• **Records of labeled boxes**
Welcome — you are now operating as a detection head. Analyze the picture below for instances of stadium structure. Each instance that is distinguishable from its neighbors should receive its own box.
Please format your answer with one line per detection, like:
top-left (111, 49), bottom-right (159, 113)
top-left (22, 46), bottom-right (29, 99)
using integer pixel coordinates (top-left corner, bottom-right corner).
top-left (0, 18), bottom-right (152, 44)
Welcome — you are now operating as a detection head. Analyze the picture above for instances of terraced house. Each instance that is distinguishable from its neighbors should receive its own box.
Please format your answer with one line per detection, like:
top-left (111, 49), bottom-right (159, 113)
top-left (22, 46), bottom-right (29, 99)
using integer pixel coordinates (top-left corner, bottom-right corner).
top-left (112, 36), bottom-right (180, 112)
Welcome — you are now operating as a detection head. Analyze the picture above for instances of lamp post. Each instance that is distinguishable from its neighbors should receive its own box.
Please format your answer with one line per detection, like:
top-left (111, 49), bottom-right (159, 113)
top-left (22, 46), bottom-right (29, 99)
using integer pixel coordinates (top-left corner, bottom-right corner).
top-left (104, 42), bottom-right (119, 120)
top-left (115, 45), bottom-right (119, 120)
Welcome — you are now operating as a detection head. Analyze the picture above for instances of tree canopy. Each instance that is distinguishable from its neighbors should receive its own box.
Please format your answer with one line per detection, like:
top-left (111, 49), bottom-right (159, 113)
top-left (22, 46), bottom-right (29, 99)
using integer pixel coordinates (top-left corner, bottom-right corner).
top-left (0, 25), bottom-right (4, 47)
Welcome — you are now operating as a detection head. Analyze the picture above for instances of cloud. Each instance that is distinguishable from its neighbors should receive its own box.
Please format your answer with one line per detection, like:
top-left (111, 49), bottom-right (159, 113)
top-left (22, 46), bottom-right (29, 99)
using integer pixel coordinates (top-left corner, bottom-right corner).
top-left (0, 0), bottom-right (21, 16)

• **Goal of the exercise**
Can you rewrite all of the data above as a JSON list of strings, one string for each line, leaving out any blank lines?

• **Written answer**
[
  "Welcome — you are now operating as a detection head. Analyze the picture below for instances of stadium structure. Each instance that is distinguishable from its neighbors should receive its own box.",
  "Please format your answer with one line per detection, like:",
  "top-left (111, 49), bottom-right (159, 113)",
  "top-left (22, 46), bottom-right (29, 99)",
  "using integer pixel coordinates (top-left corner, bottom-right corner).",
  "top-left (0, 18), bottom-right (152, 44)",
  "Welcome — you are now operating as a detection head. Analyze the picture above for instances of terraced house. Each instance that is distinguishable from its neighbors should receive its own box.",
  "Please format your answer with one line per detection, like:",
  "top-left (111, 49), bottom-right (159, 113)",
  "top-left (22, 46), bottom-right (29, 99)",
  "using integer pixel coordinates (top-left corner, bottom-right corner).",
  "top-left (112, 36), bottom-right (180, 112)",
  "Welcome — you are now operating as a detection head. Analyze the picture above for instances of lamp post. Each instance that is distinguishable from its neighbors should receive its own box.",
  "Please format your answer with one line per detection, like:",
  "top-left (111, 49), bottom-right (159, 113)",
  "top-left (22, 46), bottom-right (29, 99)",
  "using integer pixel coordinates (top-left corner, bottom-right corner).",
  "top-left (104, 42), bottom-right (119, 120)",
  "top-left (115, 45), bottom-right (119, 120)",
  "Welcome — you are now operating as a detection head. Analyze the picture above for instances of tree canopy. Each instance that is distinguishable from its neighbors should receive its own box.",
  "Please format your answer with one line per detection, like:",
  "top-left (111, 49), bottom-right (159, 113)",
  "top-left (22, 46), bottom-right (29, 99)",
  "using integer pixel coordinates (top-left corner, bottom-right corner).",
  "top-left (0, 25), bottom-right (4, 47)",
  "Welcome — you are now operating as a detection head. Analyze the picture above for instances of cloud. Each instance that is distinguishable from its neighbors should receive its own box.",
  "Please format your answer with one line per detection, like:",
  "top-left (111, 49), bottom-right (159, 113)",
  "top-left (22, 46), bottom-right (29, 99)",
  "using integer pixel coordinates (top-left corner, bottom-right corner).",
  "top-left (0, 0), bottom-right (21, 16)"
]